Input material =>
+ + + +

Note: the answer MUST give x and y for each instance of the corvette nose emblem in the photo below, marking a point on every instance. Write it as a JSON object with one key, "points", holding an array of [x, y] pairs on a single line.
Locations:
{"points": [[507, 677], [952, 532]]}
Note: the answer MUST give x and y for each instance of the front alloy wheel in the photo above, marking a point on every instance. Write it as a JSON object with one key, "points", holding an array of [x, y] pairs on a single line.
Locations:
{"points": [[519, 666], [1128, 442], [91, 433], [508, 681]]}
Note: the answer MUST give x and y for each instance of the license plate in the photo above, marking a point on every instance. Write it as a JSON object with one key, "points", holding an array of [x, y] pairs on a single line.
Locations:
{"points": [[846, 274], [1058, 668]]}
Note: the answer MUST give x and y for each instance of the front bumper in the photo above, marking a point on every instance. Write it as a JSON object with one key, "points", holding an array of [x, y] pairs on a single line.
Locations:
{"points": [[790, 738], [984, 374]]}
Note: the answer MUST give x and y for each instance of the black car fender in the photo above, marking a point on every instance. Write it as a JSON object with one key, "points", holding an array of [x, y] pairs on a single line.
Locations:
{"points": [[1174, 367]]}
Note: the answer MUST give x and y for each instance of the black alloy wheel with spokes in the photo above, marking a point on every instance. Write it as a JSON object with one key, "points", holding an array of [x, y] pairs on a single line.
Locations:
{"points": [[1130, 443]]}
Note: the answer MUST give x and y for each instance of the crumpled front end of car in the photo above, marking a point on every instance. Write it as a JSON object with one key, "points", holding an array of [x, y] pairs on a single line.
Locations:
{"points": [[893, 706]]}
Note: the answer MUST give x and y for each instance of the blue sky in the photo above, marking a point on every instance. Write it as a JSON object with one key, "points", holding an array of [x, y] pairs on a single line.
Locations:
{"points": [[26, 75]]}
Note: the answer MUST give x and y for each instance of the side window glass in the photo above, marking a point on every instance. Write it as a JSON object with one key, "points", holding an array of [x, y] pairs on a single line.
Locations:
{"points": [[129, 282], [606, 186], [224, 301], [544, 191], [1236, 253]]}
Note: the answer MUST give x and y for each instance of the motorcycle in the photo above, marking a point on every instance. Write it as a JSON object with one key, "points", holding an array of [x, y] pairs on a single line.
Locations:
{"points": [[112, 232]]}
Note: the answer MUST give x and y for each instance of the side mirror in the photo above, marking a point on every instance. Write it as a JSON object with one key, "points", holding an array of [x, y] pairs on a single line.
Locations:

+ + + +

Work instructions =>
From the first line to the last, retype the data exactly.

Solution to this task =>
Note: the answer MUST give x and y for each instance of the corvette nose emblem in the photo below, marking a point on every instance. Write it as a JSON object with one key, "points", holding an array of [x, y] pairs on a single line.
Locations:
{"points": [[507, 677], [952, 532]]}
Note: the answer MUST give x and y for each instance of the front alloy wheel in the photo above, marking a point on every instance. Write it as a JSON object with one key, "points", holding an array of [x, y] pairs on a single line.
Locations:
{"points": [[519, 666], [1128, 442], [91, 433], [508, 681]]}
Note: the answer MUST give x and y for each instance of the license plate in the photo above, marking a point on every instance. Write it as a JSON object with one key, "points", holding an array of [x, y] pairs on a single line.
Locations:
{"points": [[846, 274], [1058, 668]]}
Note: the answer MUST give x and y for each instance of the front bumper in the photo above, marking a point on every instance. Write it as a JSON object with one key, "points", holding an array of [x, y] pairs on a single line.
Locations:
{"points": [[790, 738], [984, 374]]}
Note: the answer MUST give x and y for each instance of the black car fender in the photo above, marking a point on every instance. Write it as a JSON object with one key, "points", holding an array of [x, y] pairs on a single line.
Locations:
{"points": [[1174, 367]]}
Note: the answer MUST give x and y for each instance of the black alloy wheel with spokes in the photo above, marking a point on every instance. Write it as a JSON object with one key, "points", holding an array of [x, y] pairs on a single line.
Locations:
{"points": [[1130, 443]]}
Note: the answer MUST give x and y for each instance of the crumpled front end of car in the photo above, marking a point on every instance. Write it as a JSON object with one key, "points", holding an array of [x, y] pairs on a single line.
Locations:
{"points": [[893, 706]]}
Note: the answer MUST give x and y for each instance of the blue sky in the photo above, marking a point on every instance. Write it as a JSON object with one key, "points", holding an array of [x, y] pairs on a single line.
Locations:
{"points": [[26, 75]]}
Note: the answer MUST give x and y for each instance of the side window glass in the photo above, marking a point on every instance. Write it as a JSON object with one key, "points", holding an array of [x, y] pairs on a single line.
Locations:
{"points": [[129, 282], [606, 186], [224, 301], [544, 191], [1236, 253]]}
Note: the answer MUST give x and y for each instance of the motorcycle in the photo above, marking a point on every instance. Write it as a JSON object with one key, "points", holding an array of [x, y] pairs on a single line.
Locations:
{"points": [[112, 232]]}
Note: the answer MUST give x and y for each instance of the side mirror in the photo above, marking a point on every instance. Write it as a JSON object with one key, "points", holding an array of [x, y] pairs on a single line.
Locations:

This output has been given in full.